** start GIVEN RECORDS **
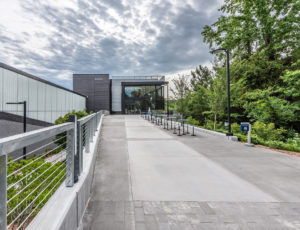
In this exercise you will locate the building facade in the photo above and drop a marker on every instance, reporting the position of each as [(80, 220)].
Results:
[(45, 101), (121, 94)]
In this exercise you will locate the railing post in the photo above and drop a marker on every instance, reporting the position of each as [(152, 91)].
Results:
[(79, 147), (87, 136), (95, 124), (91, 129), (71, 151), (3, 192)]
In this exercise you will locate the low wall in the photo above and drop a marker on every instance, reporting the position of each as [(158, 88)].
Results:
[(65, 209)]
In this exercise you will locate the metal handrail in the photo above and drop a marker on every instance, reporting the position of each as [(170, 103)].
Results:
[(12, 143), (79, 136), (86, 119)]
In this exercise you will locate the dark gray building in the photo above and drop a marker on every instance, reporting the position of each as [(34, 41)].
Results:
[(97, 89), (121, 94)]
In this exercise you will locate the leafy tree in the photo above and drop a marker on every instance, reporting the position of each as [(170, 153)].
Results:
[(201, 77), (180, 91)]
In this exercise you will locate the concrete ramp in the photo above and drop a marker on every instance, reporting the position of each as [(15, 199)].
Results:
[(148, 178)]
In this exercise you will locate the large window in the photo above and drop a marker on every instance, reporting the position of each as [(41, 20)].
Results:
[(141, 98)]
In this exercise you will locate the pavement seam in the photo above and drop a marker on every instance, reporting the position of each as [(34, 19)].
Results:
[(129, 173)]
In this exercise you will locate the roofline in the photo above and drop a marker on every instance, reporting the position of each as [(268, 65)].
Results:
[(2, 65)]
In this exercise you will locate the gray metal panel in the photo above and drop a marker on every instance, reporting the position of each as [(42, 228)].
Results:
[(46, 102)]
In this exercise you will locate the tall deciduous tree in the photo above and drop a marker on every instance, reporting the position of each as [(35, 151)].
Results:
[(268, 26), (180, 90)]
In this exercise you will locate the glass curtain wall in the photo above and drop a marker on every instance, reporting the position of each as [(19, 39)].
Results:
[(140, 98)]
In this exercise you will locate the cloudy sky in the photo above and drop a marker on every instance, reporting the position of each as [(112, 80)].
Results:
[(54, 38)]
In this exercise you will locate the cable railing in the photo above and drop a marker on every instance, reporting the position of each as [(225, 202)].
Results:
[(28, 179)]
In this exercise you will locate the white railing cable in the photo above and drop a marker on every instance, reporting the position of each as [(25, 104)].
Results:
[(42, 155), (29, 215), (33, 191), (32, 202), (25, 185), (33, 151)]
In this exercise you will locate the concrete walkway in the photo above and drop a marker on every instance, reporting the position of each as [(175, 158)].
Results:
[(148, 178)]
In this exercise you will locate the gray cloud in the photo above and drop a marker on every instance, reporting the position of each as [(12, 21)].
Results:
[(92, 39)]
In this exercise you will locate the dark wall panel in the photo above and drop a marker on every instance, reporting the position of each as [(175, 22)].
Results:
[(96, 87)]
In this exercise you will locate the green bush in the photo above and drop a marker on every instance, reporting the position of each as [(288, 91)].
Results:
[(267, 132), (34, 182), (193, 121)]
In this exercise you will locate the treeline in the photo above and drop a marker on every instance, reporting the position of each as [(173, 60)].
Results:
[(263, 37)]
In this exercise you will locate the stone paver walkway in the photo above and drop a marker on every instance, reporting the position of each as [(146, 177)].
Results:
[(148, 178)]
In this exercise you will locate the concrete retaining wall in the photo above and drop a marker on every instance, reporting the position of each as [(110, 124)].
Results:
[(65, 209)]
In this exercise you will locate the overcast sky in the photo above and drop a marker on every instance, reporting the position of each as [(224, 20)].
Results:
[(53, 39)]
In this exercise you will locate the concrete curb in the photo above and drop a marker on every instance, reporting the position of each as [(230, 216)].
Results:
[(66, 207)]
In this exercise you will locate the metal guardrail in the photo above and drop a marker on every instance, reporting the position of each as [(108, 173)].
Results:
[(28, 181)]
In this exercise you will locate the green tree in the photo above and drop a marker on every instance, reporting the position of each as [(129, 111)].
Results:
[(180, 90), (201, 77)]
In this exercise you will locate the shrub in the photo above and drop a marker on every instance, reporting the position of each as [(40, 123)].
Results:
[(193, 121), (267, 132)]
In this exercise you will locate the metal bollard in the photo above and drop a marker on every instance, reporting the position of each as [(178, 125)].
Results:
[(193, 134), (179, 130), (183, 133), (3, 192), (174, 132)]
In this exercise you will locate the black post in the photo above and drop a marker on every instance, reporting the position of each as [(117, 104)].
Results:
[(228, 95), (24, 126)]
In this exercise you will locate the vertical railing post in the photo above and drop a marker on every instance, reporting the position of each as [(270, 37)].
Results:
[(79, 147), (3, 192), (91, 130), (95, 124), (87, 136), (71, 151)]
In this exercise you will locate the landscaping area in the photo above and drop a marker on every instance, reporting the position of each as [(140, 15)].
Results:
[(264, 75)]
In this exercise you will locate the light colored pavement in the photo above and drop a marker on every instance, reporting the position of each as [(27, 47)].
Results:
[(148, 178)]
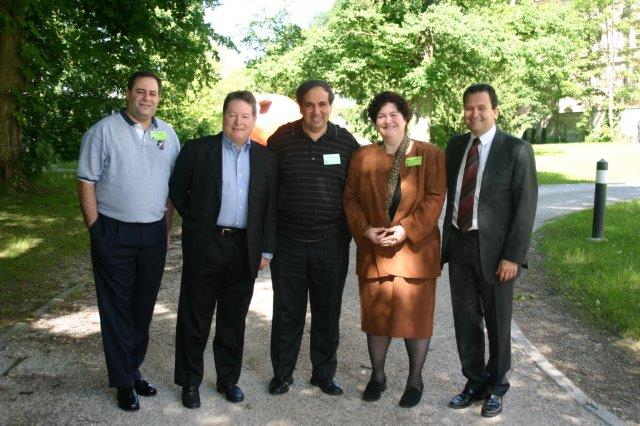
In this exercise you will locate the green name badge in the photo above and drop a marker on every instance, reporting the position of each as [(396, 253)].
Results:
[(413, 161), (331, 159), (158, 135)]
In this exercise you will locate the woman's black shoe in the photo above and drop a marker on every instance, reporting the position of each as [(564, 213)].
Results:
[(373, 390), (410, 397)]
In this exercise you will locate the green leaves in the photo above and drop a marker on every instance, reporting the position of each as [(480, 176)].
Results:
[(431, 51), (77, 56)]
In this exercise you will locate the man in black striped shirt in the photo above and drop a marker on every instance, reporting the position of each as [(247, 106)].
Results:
** end GIVEN RECORDS **
PROBLEM.
Rewrite the lines between the one containing "In this exercise you will locate the gray metal" and the one containing "[(268, 26), (180, 90)]", inclusive, and give only those lines. Multiply every coordinate in the answers by 2.55 and round to whole numbers, with halves rounded up. Leave everything else on those lines unchanged, including the sample coordinates.

THE REPLY.
In this exercise you will locate the gray metal panel in the photo above and drop a marker on every instance, reporting the position of each as [(42, 228)].
Results:
[(117, 260)]
In this exercise you will locate the tall deciduous tree in the photo above and drop a marker on every instance, reporting the position of each as [(35, 151)].
Results:
[(683, 66), (459, 230)]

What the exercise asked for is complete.